___ Dataset

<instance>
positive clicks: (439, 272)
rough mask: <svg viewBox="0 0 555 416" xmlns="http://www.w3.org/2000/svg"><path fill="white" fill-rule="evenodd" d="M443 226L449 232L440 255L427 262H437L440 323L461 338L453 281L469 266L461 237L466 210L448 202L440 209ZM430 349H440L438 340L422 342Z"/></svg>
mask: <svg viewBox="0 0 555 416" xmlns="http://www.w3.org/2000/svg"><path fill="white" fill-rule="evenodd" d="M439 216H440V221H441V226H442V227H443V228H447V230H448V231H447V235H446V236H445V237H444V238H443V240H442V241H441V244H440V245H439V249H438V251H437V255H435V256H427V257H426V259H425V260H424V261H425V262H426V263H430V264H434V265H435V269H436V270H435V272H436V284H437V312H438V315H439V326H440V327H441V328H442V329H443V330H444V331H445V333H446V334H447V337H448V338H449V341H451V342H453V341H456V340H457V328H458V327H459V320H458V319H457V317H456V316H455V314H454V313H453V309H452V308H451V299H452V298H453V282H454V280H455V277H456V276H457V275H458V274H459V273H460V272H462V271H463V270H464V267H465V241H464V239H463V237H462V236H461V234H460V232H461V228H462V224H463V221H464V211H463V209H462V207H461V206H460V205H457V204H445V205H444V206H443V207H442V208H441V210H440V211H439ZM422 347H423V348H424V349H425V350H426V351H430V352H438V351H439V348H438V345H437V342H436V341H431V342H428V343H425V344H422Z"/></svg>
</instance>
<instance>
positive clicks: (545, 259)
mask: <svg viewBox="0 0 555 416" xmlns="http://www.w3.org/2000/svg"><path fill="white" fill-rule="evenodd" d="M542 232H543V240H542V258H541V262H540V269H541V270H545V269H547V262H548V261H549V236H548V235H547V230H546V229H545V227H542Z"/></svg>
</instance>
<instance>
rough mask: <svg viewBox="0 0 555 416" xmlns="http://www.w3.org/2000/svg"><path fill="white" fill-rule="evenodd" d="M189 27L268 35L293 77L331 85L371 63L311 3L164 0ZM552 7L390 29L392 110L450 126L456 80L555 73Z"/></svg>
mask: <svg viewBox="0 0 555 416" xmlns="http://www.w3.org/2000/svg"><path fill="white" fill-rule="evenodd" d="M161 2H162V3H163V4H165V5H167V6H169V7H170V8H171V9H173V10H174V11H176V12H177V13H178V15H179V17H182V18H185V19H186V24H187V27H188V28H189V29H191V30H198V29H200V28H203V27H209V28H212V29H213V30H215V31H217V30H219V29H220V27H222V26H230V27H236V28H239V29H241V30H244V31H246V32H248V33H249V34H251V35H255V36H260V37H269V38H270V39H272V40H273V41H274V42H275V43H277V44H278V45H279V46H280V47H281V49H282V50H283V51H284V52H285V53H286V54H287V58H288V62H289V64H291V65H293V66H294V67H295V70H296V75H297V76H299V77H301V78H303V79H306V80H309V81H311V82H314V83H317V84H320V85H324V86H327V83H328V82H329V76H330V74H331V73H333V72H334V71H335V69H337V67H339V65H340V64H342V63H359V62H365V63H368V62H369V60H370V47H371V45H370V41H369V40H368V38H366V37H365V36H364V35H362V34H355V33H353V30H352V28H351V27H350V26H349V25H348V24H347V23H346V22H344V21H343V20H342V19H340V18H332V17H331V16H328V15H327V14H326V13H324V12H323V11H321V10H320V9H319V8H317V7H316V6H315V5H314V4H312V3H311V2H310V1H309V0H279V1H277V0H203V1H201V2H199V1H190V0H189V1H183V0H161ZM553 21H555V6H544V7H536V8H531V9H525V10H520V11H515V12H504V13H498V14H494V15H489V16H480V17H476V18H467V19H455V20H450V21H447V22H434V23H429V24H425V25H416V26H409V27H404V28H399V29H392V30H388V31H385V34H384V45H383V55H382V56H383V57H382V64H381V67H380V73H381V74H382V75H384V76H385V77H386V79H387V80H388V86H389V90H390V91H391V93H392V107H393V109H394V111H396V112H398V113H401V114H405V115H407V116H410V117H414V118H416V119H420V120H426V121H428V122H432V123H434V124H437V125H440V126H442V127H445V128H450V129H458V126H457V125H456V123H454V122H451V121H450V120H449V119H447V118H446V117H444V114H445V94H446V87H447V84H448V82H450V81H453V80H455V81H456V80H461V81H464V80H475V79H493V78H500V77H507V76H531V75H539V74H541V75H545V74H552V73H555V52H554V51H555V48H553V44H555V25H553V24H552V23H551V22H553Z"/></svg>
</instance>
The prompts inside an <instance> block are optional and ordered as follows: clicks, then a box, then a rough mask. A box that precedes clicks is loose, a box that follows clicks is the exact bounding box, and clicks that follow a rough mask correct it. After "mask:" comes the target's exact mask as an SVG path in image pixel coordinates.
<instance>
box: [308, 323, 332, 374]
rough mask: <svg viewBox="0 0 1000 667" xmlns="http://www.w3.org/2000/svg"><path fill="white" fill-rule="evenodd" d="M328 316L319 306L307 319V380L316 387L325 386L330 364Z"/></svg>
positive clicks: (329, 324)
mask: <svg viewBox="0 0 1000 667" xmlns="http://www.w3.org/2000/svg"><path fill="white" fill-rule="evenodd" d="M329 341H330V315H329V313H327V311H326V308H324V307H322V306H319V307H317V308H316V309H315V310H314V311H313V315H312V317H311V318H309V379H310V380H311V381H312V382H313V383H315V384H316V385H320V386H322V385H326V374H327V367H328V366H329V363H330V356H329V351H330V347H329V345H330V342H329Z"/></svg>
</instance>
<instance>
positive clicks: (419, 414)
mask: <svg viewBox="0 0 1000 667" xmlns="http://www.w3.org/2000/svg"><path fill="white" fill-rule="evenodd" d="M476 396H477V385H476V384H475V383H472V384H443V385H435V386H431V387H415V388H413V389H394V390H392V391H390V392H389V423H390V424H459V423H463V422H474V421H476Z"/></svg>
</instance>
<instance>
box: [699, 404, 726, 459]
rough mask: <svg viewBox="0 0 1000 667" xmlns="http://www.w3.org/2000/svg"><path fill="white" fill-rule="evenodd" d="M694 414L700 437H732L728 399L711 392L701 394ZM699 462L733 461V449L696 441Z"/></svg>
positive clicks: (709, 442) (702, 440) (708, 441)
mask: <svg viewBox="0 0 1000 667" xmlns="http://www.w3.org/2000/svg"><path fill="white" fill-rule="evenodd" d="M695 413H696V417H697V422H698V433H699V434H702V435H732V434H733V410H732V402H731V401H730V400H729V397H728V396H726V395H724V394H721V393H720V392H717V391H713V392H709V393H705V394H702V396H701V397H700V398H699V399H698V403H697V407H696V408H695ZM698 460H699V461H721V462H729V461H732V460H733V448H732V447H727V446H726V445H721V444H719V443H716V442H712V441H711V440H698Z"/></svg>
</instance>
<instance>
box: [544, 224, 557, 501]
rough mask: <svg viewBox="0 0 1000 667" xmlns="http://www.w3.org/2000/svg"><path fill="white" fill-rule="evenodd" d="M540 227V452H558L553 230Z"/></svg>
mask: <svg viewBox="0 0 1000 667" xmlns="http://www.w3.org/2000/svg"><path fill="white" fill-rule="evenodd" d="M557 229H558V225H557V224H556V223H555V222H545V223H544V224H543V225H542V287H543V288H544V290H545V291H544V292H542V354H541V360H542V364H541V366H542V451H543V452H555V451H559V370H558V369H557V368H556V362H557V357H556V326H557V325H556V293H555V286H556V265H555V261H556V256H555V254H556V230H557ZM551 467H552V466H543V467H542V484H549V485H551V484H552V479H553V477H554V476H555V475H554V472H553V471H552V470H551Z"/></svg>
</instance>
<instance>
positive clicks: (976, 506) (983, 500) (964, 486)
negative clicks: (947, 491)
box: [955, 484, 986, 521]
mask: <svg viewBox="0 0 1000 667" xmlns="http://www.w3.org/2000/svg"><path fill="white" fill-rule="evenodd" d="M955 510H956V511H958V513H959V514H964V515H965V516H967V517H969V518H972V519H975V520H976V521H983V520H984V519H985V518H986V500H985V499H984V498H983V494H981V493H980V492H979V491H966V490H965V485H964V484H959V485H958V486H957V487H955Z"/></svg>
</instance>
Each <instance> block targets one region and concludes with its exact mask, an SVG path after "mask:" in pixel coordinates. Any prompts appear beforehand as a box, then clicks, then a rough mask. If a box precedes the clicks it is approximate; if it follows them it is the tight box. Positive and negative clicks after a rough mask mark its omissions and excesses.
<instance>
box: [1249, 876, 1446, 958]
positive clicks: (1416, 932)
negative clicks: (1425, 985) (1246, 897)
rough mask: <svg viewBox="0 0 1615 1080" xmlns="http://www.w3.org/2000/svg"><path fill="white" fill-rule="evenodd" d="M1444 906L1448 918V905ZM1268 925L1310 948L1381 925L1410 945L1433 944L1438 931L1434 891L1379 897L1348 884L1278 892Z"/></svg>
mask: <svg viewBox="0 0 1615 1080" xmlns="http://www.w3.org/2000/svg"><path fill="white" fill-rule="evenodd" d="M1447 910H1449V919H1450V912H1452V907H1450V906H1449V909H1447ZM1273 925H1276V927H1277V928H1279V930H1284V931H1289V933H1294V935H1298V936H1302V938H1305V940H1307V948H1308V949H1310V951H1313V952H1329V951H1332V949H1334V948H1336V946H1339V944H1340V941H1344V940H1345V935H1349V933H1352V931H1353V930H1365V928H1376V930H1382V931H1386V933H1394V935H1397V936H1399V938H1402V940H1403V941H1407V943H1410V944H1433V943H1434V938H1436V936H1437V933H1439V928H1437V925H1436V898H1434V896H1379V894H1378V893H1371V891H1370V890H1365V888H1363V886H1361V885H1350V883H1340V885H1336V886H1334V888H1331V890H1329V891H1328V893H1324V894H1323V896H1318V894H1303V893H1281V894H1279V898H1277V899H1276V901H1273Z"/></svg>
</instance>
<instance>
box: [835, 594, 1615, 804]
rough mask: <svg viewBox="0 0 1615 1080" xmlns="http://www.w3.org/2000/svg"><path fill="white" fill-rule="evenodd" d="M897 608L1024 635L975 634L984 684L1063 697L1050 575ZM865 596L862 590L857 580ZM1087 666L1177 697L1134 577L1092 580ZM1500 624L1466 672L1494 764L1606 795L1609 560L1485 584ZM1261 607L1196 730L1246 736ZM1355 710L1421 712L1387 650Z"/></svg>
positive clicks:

______

--- What the exercise asks ---
Copy out, exactly and alone, the lines of the entries above between the ones holding "box: [699, 404, 726, 459]" and "box: [544, 224, 557, 501]", inclusive.

--- Solution below ---
box: [699, 404, 726, 459]
rough mask: <svg viewBox="0 0 1000 667" xmlns="http://www.w3.org/2000/svg"><path fill="white" fill-rule="evenodd" d="M694 414L700 437H732L728 399L711 392L701 394ZM699 462L733 461V449L696 441Z"/></svg>
positive clicks: (709, 442) (702, 440) (708, 441)
mask: <svg viewBox="0 0 1000 667" xmlns="http://www.w3.org/2000/svg"><path fill="white" fill-rule="evenodd" d="M695 413H696V417H697V422H698V433H699V434H702V435H732V434H733V410H732V402H731V401H730V400H729V397H728V396H726V395H724V394H721V393H720V392H717V391H713V392H709V393H705V394H702V396H701V397H700V398H699V399H698V403H697V407H696V408H695ZM698 460H699V461H721V462H729V461H732V460H733V448H732V447H727V446H726V445H721V444H719V443H716V442H712V441H711V440H698Z"/></svg>
</instance>
<instance>
box: [544, 224, 557, 501]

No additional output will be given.